### BRIEF
List each line of the rows below that contains the string "body".

### INFORMATION SHOWN
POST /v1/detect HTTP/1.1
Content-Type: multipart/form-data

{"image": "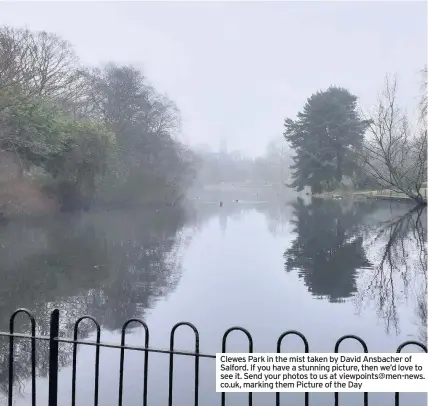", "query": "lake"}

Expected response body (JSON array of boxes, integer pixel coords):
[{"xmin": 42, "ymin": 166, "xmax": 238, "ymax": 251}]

### SOLUTION FOR THIS PROBLEM
Expected response body (JSON array of boxes, integer pixel coords):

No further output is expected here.